#### Job:
Reproduce verbatim the lines of the rows below, from the line containing "Segment crowd of" through the line containing "292,352,800,532", including both, and give nothing else.

__________________________________________________

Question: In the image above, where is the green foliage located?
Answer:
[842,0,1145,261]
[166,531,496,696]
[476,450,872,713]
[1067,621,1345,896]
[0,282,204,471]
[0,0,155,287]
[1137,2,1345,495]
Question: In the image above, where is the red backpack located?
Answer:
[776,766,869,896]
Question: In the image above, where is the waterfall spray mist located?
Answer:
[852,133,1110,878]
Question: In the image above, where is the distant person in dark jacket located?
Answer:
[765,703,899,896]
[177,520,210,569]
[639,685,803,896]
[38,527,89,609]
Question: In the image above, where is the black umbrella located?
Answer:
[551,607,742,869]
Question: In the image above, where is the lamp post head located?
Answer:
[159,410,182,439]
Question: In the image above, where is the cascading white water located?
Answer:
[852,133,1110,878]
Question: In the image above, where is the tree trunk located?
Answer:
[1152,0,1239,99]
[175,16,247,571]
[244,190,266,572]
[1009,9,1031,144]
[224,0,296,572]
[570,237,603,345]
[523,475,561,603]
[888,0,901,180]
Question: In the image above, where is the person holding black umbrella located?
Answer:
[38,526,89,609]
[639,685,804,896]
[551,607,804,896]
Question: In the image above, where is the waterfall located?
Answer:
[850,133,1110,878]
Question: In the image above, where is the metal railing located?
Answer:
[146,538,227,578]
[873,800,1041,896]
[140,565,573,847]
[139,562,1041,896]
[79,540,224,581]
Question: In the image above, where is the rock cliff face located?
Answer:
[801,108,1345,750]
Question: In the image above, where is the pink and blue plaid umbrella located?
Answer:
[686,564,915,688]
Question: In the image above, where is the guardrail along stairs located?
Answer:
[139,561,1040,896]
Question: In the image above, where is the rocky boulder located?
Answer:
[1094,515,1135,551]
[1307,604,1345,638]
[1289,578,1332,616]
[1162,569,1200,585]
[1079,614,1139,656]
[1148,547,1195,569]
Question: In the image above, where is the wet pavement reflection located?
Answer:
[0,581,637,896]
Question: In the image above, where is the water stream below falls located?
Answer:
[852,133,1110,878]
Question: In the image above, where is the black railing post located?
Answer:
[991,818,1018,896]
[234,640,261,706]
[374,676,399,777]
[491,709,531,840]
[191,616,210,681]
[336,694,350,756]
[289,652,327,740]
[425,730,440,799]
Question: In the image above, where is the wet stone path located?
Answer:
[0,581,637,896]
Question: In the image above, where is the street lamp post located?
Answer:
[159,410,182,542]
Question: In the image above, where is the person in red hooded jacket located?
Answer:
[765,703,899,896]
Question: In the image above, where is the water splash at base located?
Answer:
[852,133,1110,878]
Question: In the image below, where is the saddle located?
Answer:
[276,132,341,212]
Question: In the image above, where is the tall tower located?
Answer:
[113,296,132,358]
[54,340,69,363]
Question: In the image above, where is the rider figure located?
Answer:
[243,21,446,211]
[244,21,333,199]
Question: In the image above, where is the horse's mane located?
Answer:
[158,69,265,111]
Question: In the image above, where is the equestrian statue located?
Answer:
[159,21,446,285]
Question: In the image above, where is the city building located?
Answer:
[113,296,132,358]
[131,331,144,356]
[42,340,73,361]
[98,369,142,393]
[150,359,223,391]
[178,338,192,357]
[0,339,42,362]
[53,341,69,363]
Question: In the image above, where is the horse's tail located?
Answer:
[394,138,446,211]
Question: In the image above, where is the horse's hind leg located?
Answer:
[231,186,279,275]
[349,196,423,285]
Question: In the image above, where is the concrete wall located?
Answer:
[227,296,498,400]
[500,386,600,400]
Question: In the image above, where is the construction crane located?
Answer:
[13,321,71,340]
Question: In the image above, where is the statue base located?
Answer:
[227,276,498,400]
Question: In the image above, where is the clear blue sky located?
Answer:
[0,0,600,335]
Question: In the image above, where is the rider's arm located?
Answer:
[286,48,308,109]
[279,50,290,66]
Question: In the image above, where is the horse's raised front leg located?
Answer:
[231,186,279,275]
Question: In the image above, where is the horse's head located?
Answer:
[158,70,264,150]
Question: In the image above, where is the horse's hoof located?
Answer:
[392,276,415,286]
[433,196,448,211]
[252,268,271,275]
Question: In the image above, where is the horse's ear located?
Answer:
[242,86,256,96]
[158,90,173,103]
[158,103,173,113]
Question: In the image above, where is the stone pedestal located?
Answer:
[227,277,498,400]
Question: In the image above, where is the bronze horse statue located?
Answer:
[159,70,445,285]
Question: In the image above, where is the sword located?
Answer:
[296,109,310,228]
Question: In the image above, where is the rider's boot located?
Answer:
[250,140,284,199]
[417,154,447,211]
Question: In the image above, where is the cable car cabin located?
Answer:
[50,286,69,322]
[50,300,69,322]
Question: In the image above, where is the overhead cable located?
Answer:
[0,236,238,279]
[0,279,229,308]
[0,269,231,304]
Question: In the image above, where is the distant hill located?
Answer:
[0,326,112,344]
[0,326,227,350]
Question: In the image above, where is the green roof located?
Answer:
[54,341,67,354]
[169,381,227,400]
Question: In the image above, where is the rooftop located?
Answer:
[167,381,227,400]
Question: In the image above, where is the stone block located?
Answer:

__________________________________________________

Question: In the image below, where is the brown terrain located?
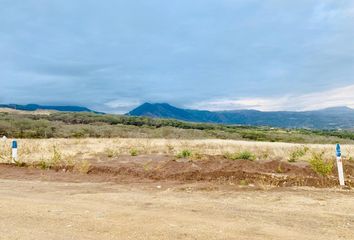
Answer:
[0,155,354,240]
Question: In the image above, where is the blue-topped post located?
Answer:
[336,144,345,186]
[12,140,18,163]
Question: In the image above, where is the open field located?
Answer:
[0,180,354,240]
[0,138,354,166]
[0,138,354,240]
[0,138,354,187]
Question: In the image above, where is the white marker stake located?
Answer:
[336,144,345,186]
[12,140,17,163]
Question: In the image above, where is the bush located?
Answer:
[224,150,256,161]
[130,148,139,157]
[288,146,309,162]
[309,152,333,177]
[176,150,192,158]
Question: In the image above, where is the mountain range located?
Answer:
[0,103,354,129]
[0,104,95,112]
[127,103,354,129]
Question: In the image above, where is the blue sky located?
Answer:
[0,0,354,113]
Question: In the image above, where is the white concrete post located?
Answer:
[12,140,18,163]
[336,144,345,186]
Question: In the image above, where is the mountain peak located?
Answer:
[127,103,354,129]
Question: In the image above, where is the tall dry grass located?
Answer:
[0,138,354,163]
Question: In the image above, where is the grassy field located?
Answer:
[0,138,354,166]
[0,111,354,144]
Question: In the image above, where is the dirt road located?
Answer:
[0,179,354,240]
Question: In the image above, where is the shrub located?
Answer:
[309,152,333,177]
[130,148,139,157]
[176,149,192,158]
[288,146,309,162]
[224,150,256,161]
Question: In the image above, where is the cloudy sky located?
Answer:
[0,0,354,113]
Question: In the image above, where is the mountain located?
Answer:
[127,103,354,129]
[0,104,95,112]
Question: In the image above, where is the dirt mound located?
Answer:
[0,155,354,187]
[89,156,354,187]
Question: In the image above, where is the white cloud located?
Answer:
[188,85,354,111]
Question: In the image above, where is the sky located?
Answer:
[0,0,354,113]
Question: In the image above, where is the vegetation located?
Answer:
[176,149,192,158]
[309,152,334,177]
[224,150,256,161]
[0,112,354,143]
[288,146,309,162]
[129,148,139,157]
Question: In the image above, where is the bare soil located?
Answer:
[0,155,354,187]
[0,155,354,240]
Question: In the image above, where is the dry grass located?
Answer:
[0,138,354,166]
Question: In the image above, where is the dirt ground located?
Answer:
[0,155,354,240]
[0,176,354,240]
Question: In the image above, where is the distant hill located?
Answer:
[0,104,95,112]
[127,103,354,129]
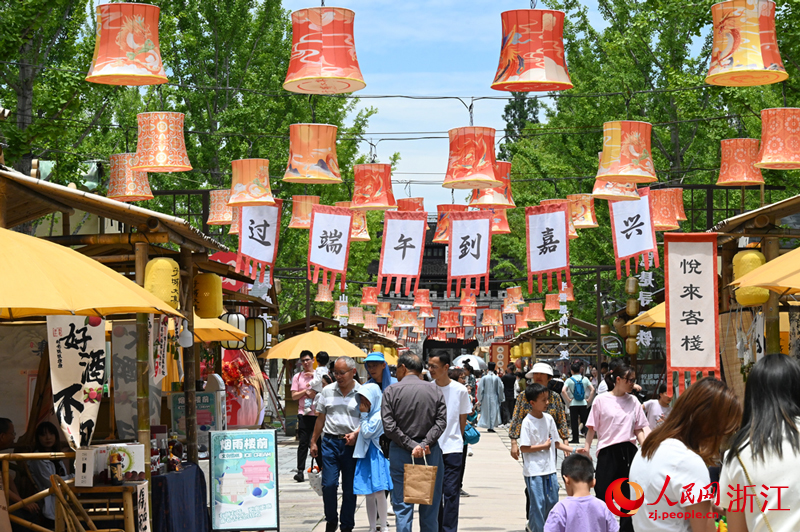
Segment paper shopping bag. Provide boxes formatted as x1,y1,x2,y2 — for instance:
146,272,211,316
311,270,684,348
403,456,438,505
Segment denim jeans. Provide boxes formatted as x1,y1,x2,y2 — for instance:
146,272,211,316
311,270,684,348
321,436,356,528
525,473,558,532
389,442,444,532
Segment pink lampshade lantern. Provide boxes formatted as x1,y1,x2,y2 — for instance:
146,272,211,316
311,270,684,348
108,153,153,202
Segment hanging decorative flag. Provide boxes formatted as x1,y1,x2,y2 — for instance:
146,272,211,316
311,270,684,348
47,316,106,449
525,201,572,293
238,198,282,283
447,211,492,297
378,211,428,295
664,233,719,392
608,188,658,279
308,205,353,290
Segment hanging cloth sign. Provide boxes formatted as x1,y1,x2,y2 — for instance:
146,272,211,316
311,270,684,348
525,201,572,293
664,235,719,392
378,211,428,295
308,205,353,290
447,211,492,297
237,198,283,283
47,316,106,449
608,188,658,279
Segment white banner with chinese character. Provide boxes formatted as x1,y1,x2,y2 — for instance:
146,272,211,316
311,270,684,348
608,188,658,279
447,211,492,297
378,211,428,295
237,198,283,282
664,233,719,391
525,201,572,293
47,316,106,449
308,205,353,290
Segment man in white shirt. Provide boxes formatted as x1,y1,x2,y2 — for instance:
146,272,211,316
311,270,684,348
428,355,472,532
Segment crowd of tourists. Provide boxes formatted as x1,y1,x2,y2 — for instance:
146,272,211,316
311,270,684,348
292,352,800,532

__________________________________________________

#### Solution for this task:
Segment crowd of tourists. Provide boxes formatted as x1,y1,x2,y2 — for instance:
146,272,211,316
311,270,684,348
292,352,800,532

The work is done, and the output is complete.